::: Record set :::

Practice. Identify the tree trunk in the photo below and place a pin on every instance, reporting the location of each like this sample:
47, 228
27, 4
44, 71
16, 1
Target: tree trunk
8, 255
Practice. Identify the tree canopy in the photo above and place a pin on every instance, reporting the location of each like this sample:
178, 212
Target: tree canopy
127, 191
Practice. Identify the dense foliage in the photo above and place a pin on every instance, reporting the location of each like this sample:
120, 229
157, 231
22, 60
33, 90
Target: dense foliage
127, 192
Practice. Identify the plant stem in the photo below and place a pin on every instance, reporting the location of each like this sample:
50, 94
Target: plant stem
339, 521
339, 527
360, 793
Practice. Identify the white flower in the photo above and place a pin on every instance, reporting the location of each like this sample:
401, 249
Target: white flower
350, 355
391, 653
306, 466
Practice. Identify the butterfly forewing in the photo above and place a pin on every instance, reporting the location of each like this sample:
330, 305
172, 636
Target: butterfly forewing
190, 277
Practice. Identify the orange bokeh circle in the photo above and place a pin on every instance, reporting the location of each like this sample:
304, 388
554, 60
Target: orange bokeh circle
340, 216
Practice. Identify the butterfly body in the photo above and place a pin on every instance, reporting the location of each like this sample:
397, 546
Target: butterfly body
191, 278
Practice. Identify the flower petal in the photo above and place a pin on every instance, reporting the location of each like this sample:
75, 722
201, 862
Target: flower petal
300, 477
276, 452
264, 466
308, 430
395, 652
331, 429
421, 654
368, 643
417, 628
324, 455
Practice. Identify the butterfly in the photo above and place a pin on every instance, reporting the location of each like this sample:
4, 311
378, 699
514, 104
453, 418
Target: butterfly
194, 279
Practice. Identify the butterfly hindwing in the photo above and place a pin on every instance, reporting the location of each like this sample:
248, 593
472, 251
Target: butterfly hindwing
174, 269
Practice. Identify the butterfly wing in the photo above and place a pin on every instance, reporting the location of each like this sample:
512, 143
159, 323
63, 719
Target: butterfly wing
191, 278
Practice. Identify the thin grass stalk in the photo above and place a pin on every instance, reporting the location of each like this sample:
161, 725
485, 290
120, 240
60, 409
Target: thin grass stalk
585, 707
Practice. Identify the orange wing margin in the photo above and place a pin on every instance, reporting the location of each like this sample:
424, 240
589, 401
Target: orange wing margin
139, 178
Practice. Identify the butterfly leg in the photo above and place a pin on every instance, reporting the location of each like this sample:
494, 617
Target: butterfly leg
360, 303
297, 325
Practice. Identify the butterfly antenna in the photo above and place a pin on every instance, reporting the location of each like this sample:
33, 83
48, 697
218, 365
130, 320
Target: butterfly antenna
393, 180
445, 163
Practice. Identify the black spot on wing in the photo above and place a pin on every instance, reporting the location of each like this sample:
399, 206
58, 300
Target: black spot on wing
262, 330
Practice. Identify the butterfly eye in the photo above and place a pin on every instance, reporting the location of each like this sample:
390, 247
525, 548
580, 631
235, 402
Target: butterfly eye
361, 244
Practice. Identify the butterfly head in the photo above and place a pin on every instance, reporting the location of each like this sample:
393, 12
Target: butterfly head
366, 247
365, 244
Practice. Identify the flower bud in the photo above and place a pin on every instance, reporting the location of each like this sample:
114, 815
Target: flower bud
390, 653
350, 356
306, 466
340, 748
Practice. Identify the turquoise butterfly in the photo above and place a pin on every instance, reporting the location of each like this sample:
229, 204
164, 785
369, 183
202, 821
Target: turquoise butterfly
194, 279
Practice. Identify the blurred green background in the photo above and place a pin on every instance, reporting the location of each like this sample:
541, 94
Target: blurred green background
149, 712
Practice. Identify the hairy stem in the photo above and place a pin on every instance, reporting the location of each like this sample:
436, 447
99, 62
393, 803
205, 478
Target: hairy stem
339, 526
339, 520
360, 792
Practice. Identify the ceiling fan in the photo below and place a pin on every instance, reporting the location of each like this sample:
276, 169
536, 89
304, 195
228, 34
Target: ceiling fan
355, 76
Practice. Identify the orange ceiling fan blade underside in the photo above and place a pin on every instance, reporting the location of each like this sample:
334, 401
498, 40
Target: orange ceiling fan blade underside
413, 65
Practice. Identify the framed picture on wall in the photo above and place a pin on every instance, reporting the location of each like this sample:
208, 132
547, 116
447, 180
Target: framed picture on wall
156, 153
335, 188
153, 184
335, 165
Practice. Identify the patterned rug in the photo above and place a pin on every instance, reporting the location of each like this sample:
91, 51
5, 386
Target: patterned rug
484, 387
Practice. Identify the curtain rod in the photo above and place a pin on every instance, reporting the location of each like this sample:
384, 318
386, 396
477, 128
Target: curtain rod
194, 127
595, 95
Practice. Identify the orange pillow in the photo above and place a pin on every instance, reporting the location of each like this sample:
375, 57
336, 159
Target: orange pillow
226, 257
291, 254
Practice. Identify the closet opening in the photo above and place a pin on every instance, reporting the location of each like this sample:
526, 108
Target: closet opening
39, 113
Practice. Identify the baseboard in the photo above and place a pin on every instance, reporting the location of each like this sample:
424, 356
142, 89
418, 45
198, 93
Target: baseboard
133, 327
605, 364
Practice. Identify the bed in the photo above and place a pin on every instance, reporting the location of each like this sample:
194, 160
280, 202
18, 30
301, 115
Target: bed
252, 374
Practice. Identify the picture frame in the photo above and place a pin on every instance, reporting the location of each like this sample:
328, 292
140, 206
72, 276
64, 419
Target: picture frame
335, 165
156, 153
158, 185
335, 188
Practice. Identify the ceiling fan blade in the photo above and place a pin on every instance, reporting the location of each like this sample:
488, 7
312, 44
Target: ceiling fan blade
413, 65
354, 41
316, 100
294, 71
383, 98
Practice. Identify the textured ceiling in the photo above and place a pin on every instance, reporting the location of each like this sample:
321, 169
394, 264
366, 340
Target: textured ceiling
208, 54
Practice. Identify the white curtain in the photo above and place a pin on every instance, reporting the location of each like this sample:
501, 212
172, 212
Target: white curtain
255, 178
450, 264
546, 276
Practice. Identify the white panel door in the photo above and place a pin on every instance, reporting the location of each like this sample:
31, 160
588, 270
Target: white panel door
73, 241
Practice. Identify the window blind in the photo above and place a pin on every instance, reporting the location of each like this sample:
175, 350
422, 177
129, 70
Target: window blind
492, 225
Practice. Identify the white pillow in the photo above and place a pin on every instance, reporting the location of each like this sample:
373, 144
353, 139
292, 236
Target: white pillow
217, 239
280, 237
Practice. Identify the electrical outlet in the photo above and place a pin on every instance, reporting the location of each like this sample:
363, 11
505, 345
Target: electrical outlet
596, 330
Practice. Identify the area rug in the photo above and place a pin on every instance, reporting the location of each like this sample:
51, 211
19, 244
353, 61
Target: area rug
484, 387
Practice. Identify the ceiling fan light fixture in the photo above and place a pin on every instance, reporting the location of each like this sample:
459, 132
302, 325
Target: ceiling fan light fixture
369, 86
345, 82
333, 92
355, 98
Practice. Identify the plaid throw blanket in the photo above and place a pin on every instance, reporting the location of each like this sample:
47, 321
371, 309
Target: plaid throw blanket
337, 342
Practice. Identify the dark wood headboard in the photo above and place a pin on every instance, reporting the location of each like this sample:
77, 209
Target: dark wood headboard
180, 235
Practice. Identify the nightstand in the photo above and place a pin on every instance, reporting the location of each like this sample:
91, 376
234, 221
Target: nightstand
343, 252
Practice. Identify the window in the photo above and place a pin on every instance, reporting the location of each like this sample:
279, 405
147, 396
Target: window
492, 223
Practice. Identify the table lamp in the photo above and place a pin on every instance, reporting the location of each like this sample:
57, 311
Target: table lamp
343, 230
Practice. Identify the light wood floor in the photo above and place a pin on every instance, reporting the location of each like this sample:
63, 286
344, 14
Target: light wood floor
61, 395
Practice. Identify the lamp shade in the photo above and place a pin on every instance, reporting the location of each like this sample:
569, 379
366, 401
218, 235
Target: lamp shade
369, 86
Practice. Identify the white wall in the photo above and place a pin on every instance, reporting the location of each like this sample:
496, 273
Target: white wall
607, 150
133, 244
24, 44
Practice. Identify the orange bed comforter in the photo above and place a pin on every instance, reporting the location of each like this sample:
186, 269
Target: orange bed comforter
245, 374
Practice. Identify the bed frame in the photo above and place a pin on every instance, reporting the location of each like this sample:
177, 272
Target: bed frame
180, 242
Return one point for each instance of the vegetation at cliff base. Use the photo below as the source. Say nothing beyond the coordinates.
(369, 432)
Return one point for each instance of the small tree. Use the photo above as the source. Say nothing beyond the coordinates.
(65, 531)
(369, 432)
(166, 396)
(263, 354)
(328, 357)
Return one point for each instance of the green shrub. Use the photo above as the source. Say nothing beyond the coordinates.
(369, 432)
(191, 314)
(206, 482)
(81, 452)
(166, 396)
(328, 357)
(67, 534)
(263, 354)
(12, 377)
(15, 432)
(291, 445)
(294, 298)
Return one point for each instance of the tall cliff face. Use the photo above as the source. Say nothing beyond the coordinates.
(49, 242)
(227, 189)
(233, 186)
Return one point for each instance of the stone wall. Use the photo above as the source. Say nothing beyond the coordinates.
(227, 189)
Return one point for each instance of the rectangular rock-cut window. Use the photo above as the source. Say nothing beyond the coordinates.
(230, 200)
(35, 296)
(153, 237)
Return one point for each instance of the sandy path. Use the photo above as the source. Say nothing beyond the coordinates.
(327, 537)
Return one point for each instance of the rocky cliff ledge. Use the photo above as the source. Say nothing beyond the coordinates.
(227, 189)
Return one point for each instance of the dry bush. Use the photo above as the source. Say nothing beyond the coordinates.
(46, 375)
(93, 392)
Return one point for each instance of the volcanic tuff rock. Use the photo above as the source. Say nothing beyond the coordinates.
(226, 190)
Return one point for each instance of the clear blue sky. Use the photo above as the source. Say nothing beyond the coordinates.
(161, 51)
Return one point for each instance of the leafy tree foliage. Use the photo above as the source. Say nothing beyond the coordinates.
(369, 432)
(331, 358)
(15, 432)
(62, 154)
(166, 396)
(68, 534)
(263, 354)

:::

Exercise instructions:
Scale the lines from the one containing "Return one point for each instance of the small" down to the last line, inclusive, and output only those lines in full. Multiply every point coordinate by 0.75 and round to whole numbers, with halves rounded up. Leave all other text unchanged.

Response to this task:
Return one point for each instance of the small tree. Use the photo above as the source. Say nothing beyond the coordinates.
(49, 398)
(277, 324)
(125, 297)
(197, 266)
(246, 268)
Return one point for each instance of the green shrub. Use the photo above as the source. Say nothing beyond the coordinates.
(277, 324)
(143, 236)
(155, 362)
(61, 339)
(125, 297)
(246, 268)
(50, 401)
(197, 266)
(9, 283)
(11, 324)
(218, 334)
(221, 224)
Return one point for each instance of the tall cliff face. Use the photo above as the source. Say nothing beyond the coordinates.
(37, 182)
(170, 142)
(175, 140)
Return one point for each instance of the stone wall. Use the photo above as the source. Say nothing beyond the coordinates.
(170, 142)
Return one point for each instance of the rectangular rock-cut window. Use the photo above as the source. Say nothing beyond the coordinates.
(173, 150)
(26, 222)
(115, 178)
Return one point for each instance of the sandy path. Use the photo above as the source. Say nothing beyond the coordinates.
(245, 403)
Return one point for each instance of the rocky cliff ledge. Use the photo above as the source. Say nothing beyond the coordinates.
(170, 142)
Return one point for each instance of the dry bush. Use the photo above as the source. Say nothing beyond the coordinates.
(35, 281)
(70, 294)
Return one point for each instance of the volcanic tuff rock. Use the photo above as the source. Say nothing beyond the coordinates.
(170, 143)
Return one point for each instance of the clear blue sky. Use the photo above as the source. Say nothing beyond the coordinates.
(121, 38)
Return one point for each instance of the leafy tree foliage. Use the photo above as the source. Say nothing beyond the coordinates.
(277, 324)
(248, 269)
(11, 324)
(47, 116)
(125, 297)
(51, 401)
(197, 266)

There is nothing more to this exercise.